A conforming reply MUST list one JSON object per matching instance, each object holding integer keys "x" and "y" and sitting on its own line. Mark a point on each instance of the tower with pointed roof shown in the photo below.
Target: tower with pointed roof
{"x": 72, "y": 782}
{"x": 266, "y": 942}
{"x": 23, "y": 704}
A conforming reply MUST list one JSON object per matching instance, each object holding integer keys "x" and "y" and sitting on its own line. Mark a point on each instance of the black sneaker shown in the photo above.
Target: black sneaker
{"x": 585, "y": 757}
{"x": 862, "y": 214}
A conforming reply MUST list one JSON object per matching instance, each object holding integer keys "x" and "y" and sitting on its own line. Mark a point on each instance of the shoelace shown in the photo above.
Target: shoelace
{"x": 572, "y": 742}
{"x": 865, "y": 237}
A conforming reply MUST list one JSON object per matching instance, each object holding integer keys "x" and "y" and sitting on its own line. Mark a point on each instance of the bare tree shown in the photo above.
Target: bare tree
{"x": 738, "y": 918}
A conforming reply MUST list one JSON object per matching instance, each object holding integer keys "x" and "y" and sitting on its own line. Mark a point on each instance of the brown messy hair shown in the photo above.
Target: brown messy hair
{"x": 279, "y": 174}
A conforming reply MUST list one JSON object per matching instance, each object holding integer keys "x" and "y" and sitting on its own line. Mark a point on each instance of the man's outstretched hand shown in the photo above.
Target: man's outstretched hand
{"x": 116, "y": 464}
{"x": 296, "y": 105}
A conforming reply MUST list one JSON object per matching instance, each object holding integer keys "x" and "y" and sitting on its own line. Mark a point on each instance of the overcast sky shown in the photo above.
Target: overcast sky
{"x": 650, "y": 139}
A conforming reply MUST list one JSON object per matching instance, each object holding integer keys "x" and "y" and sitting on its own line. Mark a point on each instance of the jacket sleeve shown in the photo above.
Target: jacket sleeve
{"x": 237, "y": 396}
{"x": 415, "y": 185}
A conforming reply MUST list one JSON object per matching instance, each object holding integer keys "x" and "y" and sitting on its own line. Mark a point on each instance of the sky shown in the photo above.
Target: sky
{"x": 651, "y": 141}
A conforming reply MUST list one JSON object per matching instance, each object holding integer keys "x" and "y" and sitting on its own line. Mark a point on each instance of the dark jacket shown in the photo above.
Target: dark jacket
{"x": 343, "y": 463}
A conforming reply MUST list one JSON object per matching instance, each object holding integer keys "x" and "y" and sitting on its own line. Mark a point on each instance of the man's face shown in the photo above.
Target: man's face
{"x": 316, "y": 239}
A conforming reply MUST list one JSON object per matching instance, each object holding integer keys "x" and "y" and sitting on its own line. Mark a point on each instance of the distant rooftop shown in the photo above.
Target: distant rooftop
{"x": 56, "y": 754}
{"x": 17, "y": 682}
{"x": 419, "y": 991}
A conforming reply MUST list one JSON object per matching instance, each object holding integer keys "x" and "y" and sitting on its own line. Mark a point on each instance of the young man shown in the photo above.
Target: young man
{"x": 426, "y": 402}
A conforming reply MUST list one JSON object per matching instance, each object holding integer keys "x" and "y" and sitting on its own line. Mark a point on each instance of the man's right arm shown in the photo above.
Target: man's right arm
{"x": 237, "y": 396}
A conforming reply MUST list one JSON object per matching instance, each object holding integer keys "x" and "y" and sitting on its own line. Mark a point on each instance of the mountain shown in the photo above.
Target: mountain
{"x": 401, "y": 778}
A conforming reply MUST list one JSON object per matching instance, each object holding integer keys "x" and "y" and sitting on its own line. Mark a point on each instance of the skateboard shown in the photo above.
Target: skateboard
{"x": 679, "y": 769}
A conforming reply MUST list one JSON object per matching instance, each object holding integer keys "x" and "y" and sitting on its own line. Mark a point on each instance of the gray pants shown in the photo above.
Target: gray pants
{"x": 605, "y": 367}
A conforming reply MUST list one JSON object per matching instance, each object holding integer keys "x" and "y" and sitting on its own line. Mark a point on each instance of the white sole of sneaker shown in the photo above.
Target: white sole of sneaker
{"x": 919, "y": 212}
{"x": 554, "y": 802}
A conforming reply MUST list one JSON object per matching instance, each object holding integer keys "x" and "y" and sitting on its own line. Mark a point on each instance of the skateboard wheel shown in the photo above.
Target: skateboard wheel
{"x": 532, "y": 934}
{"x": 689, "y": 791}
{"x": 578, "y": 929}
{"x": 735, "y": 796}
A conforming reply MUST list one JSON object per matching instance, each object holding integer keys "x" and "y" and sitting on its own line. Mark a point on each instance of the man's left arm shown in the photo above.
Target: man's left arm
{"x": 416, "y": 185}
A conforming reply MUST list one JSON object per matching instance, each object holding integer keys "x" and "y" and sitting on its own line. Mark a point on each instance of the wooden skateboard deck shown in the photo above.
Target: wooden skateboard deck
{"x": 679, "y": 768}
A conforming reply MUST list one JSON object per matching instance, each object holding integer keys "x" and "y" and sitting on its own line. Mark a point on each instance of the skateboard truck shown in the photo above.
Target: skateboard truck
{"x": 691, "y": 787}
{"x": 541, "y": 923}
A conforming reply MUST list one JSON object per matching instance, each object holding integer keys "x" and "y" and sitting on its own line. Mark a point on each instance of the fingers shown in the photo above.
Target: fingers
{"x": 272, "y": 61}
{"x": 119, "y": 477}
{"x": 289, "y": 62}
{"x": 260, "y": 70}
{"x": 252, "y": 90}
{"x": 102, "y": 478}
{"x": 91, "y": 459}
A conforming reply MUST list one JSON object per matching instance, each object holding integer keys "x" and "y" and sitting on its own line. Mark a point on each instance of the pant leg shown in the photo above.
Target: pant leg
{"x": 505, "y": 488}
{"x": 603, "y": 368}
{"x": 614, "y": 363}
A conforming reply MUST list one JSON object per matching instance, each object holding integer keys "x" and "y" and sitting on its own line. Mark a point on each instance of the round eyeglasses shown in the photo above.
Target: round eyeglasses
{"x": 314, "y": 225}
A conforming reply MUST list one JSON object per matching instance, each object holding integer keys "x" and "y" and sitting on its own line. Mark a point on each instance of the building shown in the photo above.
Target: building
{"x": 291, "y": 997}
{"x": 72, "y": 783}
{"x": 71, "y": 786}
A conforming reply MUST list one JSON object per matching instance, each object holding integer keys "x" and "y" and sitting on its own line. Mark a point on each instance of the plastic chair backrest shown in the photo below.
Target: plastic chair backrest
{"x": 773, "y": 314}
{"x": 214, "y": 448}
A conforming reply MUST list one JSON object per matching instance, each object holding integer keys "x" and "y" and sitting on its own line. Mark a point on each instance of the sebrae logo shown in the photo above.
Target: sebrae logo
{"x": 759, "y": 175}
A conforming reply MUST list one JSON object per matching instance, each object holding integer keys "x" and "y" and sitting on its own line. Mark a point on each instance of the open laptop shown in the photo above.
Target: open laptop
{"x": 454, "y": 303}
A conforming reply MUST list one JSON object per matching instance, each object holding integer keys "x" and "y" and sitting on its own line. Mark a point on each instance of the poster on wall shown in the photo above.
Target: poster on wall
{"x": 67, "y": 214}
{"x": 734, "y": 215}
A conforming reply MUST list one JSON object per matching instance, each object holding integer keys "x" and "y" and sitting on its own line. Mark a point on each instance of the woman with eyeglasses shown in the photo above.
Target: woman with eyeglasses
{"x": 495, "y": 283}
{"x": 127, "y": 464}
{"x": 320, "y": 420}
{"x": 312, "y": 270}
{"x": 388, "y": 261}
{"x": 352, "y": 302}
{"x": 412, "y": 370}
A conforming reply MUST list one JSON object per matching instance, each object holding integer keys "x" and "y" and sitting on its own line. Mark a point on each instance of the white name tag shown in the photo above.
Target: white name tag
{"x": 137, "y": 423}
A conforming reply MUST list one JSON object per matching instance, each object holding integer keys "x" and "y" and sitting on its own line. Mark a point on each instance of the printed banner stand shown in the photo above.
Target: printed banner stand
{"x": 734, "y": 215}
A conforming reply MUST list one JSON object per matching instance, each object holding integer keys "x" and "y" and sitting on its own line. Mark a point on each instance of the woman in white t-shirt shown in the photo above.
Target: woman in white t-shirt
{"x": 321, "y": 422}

→ **Requirement**
Answer with a number alone: how many lines of the listing above include the string "below"?

→ **Finished task**
2